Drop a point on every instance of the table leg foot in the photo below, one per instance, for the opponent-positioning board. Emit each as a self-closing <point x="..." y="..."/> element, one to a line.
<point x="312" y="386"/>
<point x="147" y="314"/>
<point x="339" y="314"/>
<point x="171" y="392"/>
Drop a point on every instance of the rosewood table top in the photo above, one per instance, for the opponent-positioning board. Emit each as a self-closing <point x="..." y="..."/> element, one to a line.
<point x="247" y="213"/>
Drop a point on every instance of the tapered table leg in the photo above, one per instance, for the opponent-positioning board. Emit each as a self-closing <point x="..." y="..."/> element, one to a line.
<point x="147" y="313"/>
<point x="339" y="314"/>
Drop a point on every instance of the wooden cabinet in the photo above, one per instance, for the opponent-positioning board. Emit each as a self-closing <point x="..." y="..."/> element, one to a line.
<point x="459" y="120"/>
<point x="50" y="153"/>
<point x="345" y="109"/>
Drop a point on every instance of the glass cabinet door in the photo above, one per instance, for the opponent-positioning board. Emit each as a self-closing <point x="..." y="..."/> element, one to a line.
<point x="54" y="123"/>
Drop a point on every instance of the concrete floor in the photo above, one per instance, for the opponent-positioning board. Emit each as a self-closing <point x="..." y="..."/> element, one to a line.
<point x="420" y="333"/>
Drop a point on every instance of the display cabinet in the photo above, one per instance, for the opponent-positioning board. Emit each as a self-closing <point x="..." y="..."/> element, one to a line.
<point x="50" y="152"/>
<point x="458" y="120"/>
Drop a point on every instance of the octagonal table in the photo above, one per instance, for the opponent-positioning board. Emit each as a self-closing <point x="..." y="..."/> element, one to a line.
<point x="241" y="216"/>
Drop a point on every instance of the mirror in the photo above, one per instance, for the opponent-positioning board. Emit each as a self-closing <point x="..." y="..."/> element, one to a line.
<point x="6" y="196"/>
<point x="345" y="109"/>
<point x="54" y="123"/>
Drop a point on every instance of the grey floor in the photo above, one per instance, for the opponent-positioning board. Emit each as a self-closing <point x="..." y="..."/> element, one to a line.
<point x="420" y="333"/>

# # # #

## Set problem
All lines from the one that contains "Drop a point on every instance of the display" through the end of the material are to be quoted exactly, with both ends included.

## The output
Drop a point on every instance of the display cabinet in the photo above, one per instance, for the opponent-positioning board. Emit each as a self-closing <point x="..." y="..."/> element, one to a line.
<point x="50" y="152"/>
<point x="458" y="120"/>
Drop a point on every instance of the octagonal table in the photo above, one per instance, for the opponent-positioning board. Emit each as a self-closing <point x="..." y="..."/> element, one to a line.
<point x="241" y="216"/>
Drop a point on every instance of the mirror in the photo above, one per instance, for the opponent-positioning board. Emit each as a self-closing <point x="..." y="..."/> element, one to a line.
<point x="6" y="196"/>
<point x="345" y="109"/>
<point x="54" y="123"/>
Drop a point on every instance of the grey floor in the photo above, one per instance, for the opponent-positioning board. Emit each as a self-closing <point x="..." y="..."/> element, one to a line.
<point x="420" y="333"/>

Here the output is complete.